## Problem to work on
From the listing below, pull out each line that contains the word "sedan", matching capital and small letters exactly.

## Records
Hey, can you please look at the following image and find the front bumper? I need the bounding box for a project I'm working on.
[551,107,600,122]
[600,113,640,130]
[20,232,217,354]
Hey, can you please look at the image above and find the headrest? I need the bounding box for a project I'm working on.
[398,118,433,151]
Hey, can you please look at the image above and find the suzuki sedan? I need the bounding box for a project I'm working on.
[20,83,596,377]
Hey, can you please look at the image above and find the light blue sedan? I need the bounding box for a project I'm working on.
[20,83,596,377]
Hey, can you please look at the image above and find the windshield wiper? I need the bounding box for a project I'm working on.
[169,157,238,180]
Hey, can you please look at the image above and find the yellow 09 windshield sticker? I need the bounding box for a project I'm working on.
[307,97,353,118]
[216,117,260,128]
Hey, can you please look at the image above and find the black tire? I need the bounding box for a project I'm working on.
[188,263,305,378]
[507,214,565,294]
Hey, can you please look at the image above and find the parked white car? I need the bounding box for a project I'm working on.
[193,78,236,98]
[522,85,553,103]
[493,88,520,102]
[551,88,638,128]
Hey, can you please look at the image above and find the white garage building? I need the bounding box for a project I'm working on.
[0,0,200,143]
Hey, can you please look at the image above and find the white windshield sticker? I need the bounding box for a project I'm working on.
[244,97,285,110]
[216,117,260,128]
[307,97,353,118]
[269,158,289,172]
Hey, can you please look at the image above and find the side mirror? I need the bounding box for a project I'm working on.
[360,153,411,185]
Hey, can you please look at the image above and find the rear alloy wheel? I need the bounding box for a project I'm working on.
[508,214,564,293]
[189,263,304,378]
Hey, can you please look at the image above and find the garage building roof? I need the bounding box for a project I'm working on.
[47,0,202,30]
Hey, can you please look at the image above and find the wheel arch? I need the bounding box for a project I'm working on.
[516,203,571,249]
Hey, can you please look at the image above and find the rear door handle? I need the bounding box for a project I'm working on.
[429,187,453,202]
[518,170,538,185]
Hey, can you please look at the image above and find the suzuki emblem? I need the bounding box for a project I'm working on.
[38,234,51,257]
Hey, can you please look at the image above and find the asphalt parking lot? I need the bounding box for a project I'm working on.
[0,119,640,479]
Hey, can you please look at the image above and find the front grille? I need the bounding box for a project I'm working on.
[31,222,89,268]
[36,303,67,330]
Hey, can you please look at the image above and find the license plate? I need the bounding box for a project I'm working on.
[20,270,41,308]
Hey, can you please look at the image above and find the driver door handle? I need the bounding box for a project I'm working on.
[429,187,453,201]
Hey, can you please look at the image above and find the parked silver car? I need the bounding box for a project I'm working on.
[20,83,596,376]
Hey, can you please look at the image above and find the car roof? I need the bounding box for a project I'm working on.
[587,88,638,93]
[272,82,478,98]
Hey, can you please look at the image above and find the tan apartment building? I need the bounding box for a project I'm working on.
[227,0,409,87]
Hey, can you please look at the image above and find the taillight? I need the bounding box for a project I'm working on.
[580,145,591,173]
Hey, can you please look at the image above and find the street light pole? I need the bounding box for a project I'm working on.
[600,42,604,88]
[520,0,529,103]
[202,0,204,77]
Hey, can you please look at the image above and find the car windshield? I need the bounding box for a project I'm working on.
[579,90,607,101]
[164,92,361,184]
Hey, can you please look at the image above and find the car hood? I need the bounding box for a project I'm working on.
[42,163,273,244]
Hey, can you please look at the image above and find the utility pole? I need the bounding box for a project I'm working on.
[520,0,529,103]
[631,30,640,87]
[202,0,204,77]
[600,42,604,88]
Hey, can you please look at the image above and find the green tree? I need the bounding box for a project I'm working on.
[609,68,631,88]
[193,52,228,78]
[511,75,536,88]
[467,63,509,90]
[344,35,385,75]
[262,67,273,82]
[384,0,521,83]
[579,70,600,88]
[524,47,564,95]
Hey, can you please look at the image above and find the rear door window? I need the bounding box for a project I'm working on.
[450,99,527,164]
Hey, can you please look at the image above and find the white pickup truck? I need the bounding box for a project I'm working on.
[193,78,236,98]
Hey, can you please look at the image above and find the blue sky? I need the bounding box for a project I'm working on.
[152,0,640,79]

## Result for this exercise
Hey, can you please look at the image above and find the suzuki sedan? I need the bounding box for a project I'm working on.
Hey, can you please look at the image above and find the light blue sedan? I need the bounding box for a project I'm working on.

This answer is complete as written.